• _GIVEN INSTRUCTION 1_:
Count the lines of the rows that contain the string "plate". Give only the number.

• _PROVIDED TEXT_:
Implements a cluster-based method for identifying groups of nonhomogeneous
means. Average linkage clustering is applied to a distance matrix obtained
from the sample means. The distribution of Q (distance between the
source and the root node of the tree) is used to build a test with a
significance level of \alpha. Groups whose means join above
c (the \alpha-level cut-off criterion) are statistically
different.
Usage
dgc_test(
y,
trt,
alpha = 0.05,
show_plot = TRUE,
console = TRUE,
abline_options,
...
)
Arguments
y
Either a model (created with lm() or aov()) or a numerical
vector with the values of the response variable for each unit.
trt
If y is a model, a string with the name of the column containing
the treatments. If y is a vector, a vector of the same length as y
with the treatments for each unit.
alpha
Value equivalent to 0.05 or 0.01, corresponding to the significance level of the test. The default value is 0.05.
show_plot
Logical value indicating whether the constructed dendrogram should be plotted or not.
console
Logical value indicating whether the results should be printed on the console or not.

• _GIVEN INSTRUCTION 2_:
Decide whether each statement agrees with the dgc_test documentation. For each one, answer yes or no and quote the deciding words from the documentation. (a) The test's default significance level is 0.05. (b) Groups whose means join below the cut-off criterion c are statistically different. (c) Complete linkage clustering is applied to the distance matrix.

• _INFORMATION SHOWN_:

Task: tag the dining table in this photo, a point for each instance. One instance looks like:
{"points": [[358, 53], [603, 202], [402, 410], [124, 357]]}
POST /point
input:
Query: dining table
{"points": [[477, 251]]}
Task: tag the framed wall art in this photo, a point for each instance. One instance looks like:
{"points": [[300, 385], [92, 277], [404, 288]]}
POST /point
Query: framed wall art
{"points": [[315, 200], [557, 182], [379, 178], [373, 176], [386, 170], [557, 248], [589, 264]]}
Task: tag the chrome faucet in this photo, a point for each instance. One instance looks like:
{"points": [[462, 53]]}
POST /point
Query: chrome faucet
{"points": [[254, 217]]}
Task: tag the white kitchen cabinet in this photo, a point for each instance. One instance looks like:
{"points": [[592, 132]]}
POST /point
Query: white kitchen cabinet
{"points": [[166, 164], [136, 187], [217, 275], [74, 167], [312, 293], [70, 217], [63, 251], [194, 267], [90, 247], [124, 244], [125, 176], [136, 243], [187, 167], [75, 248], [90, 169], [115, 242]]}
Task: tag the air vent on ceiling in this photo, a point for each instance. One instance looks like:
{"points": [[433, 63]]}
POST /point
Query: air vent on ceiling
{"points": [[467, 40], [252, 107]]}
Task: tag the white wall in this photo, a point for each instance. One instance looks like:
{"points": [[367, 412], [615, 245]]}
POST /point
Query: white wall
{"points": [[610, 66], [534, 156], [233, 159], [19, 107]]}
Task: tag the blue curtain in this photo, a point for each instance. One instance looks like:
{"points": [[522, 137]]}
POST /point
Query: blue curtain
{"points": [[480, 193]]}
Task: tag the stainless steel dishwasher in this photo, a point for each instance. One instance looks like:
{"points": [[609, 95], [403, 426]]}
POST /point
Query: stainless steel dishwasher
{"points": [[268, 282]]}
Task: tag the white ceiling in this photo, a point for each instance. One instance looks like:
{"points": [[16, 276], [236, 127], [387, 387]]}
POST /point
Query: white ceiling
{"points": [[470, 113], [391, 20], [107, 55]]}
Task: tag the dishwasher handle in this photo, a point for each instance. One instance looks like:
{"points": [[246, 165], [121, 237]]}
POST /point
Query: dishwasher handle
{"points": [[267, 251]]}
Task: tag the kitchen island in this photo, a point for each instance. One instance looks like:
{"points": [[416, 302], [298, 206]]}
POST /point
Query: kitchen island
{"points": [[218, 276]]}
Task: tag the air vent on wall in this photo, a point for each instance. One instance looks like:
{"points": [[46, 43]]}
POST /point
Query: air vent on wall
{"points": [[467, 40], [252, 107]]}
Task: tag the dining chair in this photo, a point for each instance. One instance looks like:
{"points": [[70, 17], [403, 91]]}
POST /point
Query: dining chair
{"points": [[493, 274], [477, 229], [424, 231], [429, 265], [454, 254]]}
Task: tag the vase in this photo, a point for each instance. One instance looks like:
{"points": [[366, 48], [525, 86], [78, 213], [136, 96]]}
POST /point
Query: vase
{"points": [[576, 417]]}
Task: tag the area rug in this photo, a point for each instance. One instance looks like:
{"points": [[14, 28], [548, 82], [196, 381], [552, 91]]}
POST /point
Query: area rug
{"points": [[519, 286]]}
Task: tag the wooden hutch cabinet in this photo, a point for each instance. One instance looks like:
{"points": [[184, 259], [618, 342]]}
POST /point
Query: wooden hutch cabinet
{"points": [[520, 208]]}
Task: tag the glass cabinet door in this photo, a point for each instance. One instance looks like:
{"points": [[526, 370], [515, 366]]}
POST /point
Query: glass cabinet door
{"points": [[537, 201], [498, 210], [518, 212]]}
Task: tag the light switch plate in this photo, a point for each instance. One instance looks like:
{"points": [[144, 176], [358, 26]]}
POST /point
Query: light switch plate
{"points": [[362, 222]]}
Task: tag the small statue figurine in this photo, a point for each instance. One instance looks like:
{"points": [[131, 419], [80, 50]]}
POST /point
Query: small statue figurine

• _FULL RESPONSE 1_:
2

• _FULL RESPONSE 2_:
(a) Yes: "The default value is 0.05."
(b) No: "Groups whose means join above c (the \alpha-level cut-off criterion) are statistically different."
(c) No: "Average linkage clustering is applied to a distance matrix obtained from the sample means."